**Dataset content**
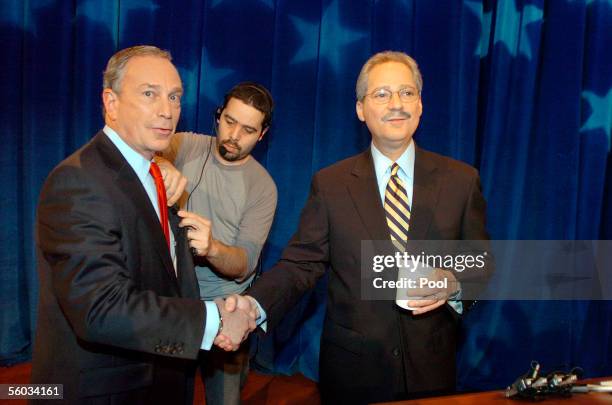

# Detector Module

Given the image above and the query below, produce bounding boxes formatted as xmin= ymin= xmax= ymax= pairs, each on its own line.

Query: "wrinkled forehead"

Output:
xmin=123 ymin=56 xmax=183 ymax=89
xmin=368 ymin=62 xmax=416 ymax=90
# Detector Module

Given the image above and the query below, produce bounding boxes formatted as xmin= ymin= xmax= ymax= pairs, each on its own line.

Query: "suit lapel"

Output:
xmin=93 ymin=132 xmax=176 ymax=281
xmin=168 ymin=207 xmax=200 ymax=298
xmin=347 ymin=149 xmax=389 ymax=241
xmin=408 ymin=146 xmax=440 ymax=240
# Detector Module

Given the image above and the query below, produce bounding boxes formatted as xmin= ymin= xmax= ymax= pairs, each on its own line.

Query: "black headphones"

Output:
xmin=214 ymin=82 xmax=274 ymax=131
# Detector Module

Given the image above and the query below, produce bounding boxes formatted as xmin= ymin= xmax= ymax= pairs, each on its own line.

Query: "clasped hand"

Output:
xmin=408 ymin=268 xmax=459 ymax=315
xmin=214 ymin=294 xmax=259 ymax=351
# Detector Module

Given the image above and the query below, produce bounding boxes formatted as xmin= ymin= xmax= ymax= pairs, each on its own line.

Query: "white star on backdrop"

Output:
xmin=493 ymin=0 xmax=544 ymax=59
xmin=580 ymin=89 xmax=612 ymax=152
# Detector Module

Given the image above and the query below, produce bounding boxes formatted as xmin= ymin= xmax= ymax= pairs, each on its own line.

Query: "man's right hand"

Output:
xmin=155 ymin=156 xmax=187 ymax=207
xmin=214 ymin=294 xmax=259 ymax=351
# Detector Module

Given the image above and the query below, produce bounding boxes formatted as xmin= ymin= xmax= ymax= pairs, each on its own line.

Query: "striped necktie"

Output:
xmin=385 ymin=163 xmax=410 ymax=252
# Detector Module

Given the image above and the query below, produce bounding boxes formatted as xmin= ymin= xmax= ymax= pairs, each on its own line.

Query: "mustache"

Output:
xmin=382 ymin=111 xmax=412 ymax=122
xmin=221 ymin=139 xmax=242 ymax=152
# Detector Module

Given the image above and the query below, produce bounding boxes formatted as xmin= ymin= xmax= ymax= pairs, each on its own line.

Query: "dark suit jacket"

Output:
xmin=249 ymin=147 xmax=488 ymax=403
xmin=32 ymin=132 xmax=206 ymax=404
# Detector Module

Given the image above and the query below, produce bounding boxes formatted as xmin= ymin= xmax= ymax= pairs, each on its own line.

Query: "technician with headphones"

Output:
xmin=156 ymin=82 xmax=277 ymax=405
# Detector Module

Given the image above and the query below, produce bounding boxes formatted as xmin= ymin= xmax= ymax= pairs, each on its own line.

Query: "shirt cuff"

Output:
xmin=200 ymin=301 xmax=221 ymax=350
xmin=251 ymin=297 xmax=268 ymax=332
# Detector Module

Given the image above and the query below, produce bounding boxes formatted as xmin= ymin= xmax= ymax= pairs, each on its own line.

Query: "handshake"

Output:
xmin=214 ymin=294 xmax=260 ymax=352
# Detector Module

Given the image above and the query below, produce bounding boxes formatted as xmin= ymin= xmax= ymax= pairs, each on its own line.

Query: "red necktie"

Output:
xmin=149 ymin=162 xmax=170 ymax=249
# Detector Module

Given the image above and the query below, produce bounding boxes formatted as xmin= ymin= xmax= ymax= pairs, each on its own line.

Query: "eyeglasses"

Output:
xmin=367 ymin=86 xmax=420 ymax=104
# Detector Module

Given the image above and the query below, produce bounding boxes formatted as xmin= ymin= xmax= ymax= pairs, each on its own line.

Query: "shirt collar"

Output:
xmin=102 ymin=125 xmax=151 ymax=183
xmin=371 ymin=140 xmax=415 ymax=179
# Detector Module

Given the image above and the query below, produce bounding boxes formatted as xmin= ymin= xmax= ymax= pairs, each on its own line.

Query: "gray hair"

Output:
xmin=102 ymin=45 xmax=172 ymax=93
xmin=355 ymin=51 xmax=423 ymax=101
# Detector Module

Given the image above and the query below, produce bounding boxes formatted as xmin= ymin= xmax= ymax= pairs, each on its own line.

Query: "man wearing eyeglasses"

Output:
xmin=226 ymin=52 xmax=488 ymax=404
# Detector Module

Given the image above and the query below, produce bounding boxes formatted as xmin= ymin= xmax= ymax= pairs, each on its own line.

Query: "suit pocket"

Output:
xmin=321 ymin=322 xmax=364 ymax=356
xmin=79 ymin=363 xmax=153 ymax=397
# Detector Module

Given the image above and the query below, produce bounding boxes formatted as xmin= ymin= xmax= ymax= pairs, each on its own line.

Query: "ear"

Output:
xmin=355 ymin=101 xmax=365 ymax=122
xmin=257 ymin=127 xmax=270 ymax=142
xmin=102 ymin=89 xmax=119 ymax=121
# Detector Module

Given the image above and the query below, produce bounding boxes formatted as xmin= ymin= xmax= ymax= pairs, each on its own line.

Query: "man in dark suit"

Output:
xmin=226 ymin=52 xmax=488 ymax=404
xmin=32 ymin=46 xmax=254 ymax=404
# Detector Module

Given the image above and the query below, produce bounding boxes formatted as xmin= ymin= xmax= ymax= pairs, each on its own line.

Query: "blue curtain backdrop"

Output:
xmin=0 ymin=0 xmax=612 ymax=389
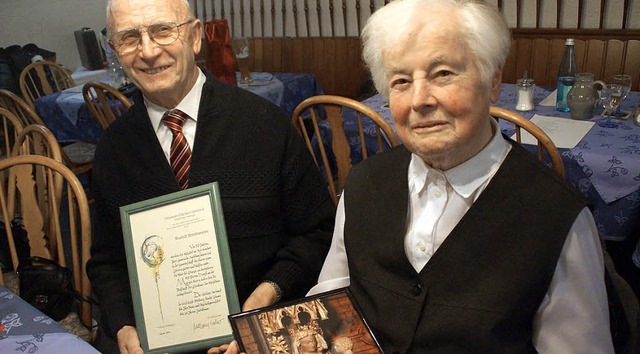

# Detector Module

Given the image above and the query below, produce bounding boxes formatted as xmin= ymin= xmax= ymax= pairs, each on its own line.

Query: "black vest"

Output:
xmin=344 ymin=144 xmax=585 ymax=353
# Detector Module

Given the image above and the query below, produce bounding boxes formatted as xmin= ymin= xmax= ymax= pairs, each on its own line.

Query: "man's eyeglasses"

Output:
xmin=109 ymin=19 xmax=195 ymax=55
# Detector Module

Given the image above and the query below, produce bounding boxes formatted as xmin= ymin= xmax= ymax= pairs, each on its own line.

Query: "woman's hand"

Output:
xmin=242 ymin=282 xmax=278 ymax=311
xmin=207 ymin=340 xmax=240 ymax=354
xmin=116 ymin=326 xmax=144 ymax=354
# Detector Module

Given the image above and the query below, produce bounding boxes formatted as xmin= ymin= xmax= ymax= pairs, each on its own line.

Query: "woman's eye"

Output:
xmin=391 ymin=79 xmax=409 ymax=87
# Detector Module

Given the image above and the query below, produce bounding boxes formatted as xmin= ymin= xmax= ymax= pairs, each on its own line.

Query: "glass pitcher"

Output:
xmin=567 ymin=73 xmax=604 ymax=120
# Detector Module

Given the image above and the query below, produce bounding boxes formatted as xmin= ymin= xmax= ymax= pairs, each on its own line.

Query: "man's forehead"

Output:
xmin=109 ymin=0 xmax=187 ymax=30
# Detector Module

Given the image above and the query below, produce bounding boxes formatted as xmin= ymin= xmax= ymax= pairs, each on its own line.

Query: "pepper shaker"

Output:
xmin=516 ymin=71 xmax=535 ymax=111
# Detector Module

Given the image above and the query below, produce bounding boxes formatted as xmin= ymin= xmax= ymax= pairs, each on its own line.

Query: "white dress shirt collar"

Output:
xmin=143 ymin=68 xmax=207 ymax=132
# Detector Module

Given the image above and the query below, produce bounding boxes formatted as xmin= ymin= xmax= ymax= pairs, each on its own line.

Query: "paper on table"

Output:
xmin=511 ymin=114 xmax=594 ymax=149
xmin=538 ymin=89 xmax=558 ymax=106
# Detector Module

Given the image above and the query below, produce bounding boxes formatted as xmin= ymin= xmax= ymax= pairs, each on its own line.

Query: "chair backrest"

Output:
xmin=82 ymin=81 xmax=131 ymax=129
xmin=0 ymin=89 xmax=44 ymax=127
xmin=0 ymin=89 xmax=95 ymax=174
xmin=11 ymin=124 xmax=63 ymax=254
xmin=0 ymin=155 xmax=92 ymax=328
xmin=490 ymin=106 xmax=564 ymax=178
xmin=0 ymin=107 xmax=23 ymax=158
xmin=20 ymin=60 xmax=76 ymax=107
xmin=11 ymin=124 xmax=64 ymax=163
xmin=293 ymin=95 xmax=398 ymax=204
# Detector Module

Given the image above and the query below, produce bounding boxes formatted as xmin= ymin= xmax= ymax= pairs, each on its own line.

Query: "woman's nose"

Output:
xmin=411 ymin=79 xmax=436 ymax=109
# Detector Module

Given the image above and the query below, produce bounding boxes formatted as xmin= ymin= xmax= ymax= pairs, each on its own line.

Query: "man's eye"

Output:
xmin=152 ymin=24 xmax=173 ymax=37
xmin=120 ymin=31 xmax=140 ymax=43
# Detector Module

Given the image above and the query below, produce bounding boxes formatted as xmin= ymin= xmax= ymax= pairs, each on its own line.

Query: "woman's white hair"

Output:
xmin=362 ymin=0 xmax=511 ymax=97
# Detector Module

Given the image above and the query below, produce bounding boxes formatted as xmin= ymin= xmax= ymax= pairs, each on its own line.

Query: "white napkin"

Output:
xmin=538 ymin=89 xmax=558 ymax=107
xmin=512 ymin=114 xmax=595 ymax=149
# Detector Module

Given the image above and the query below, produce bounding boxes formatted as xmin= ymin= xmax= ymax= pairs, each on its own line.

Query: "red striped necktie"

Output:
xmin=162 ymin=109 xmax=191 ymax=189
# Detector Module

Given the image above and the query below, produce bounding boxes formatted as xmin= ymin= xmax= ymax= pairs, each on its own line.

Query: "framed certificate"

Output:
xmin=120 ymin=182 xmax=240 ymax=353
xmin=229 ymin=288 xmax=382 ymax=354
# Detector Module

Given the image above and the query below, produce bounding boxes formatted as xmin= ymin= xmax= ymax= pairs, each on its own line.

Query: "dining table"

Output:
xmin=0 ymin=285 xmax=99 ymax=354
xmin=319 ymin=84 xmax=640 ymax=245
xmin=34 ymin=72 xmax=322 ymax=144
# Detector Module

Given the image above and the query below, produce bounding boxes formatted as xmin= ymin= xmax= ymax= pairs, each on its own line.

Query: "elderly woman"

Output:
xmin=312 ymin=0 xmax=613 ymax=353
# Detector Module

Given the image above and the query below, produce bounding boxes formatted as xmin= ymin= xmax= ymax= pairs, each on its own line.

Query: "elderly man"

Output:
xmin=87 ymin=0 xmax=335 ymax=353
xmin=312 ymin=0 xmax=613 ymax=353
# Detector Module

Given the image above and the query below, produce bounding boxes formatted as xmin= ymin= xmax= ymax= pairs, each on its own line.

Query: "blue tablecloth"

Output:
xmin=35 ymin=73 xmax=322 ymax=143
xmin=321 ymin=84 xmax=640 ymax=241
xmin=0 ymin=286 xmax=99 ymax=354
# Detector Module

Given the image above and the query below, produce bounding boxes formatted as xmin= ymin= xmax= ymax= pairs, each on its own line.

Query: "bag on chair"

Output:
xmin=204 ymin=19 xmax=237 ymax=85
xmin=18 ymin=257 xmax=75 ymax=321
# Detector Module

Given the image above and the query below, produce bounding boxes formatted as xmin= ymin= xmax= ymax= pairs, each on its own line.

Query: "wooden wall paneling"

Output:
xmin=622 ymin=40 xmax=640 ymax=91
xmin=544 ymin=38 xmax=566 ymax=89
xmin=513 ymin=38 xmax=535 ymax=83
xmin=266 ymin=38 xmax=282 ymax=72
xmin=322 ymin=37 xmax=338 ymax=92
xmin=282 ymin=38 xmax=304 ymax=72
xmin=502 ymin=38 xmax=518 ymax=82
xmin=525 ymin=38 xmax=551 ymax=85
xmin=576 ymin=39 xmax=607 ymax=80
xmin=600 ymin=39 xmax=625 ymax=81
xmin=249 ymin=39 xmax=264 ymax=71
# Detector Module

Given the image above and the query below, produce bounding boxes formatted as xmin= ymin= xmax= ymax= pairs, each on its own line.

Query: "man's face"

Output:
xmin=109 ymin=0 xmax=202 ymax=108
xmin=384 ymin=16 xmax=501 ymax=170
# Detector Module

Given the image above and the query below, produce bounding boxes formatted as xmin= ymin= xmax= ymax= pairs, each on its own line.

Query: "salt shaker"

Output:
xmin=516 ymin=71 xmax=535 ymax=111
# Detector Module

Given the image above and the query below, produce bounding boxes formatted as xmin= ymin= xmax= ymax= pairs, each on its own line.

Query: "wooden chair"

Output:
xmin=0 ymin=155 xmax=93 ymax=339
xmin=490 ymin=106 xmax=564 ymax=178
xmin=0 ymin=89 xmax=96 ymax=175
xmin=0 ymin=108 xmax=23 ymax=158
xmin=82 ymin=81 xmax=131 ymax=129
xmin=293 ymin=95 xmax=398 ymax=204
xmin=11 ymin=124 xmax=63 ymax=255
xmin=19 ymin=60 xmax=76 ymax=107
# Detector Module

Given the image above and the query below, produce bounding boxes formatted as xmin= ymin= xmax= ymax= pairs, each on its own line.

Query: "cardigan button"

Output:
xmin=411 ymin=284 xmax=422 ymax=296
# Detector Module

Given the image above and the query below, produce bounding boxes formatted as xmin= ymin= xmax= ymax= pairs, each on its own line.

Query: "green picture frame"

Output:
xmin=120 ymin=182 xmax=240 ymax=354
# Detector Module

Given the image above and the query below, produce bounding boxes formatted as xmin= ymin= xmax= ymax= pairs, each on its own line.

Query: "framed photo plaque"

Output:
xmin=120 ymin=182 xmax=240 ymax=353
xmin=229 ymin=288 xmax=382 ymax=354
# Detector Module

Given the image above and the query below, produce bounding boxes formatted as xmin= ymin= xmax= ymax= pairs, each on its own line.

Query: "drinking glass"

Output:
xmin=233 ymin=37 xmax=253 ymax=85
xmin=598 ymin=84 xmax=623 ymax=128
xmin=611 ymin=74 xmax=632 ymax=119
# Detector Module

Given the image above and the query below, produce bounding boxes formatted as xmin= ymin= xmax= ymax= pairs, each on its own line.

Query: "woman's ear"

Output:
xmin=490 ymin=67 xmax=502 ymax=103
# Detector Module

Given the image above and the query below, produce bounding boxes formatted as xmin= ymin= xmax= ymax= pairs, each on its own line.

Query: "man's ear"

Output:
xmin=191 ymin=19 xmax=202 ymax=55
xmin=490 ymin=67 xmax=502 ymax=103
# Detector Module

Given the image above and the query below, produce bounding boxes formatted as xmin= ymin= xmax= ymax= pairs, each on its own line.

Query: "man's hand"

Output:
xmin=207 ymin=283 xmax=278 ymax=354
xmin=242 ymin=282 xmax=278 ymax=311
xmin=116 ymin=326 xmax=144 ymax=354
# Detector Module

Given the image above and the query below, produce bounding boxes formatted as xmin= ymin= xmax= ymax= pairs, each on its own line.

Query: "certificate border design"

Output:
xmin=120 ymin=182 xmax=240 ymax=354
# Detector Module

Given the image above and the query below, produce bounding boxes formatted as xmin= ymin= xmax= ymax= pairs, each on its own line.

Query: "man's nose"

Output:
xmin=139 ymin=31 xmax=159 ymax=57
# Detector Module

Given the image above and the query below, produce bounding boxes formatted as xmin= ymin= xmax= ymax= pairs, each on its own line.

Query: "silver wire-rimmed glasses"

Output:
xmin=109 ymin=19 xmax=195 ymax=55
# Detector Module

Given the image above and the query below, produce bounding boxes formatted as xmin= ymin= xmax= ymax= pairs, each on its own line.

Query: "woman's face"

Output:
xmin=298 ymin=335 xmax=318 ymax=353
xmin=384 ymin=11 xmax=501 ymax=170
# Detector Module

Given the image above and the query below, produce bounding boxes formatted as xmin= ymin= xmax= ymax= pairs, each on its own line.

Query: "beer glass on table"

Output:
xmin=611 ymin=74 xmax=632 ymax=119
xmin=233 ymin=37 xmax=253 ymax=85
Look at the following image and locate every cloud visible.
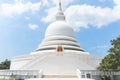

**Problem details**
How many lines in the material above contain the word "black"? Case matters, so answer with the number only.

**Task response**
2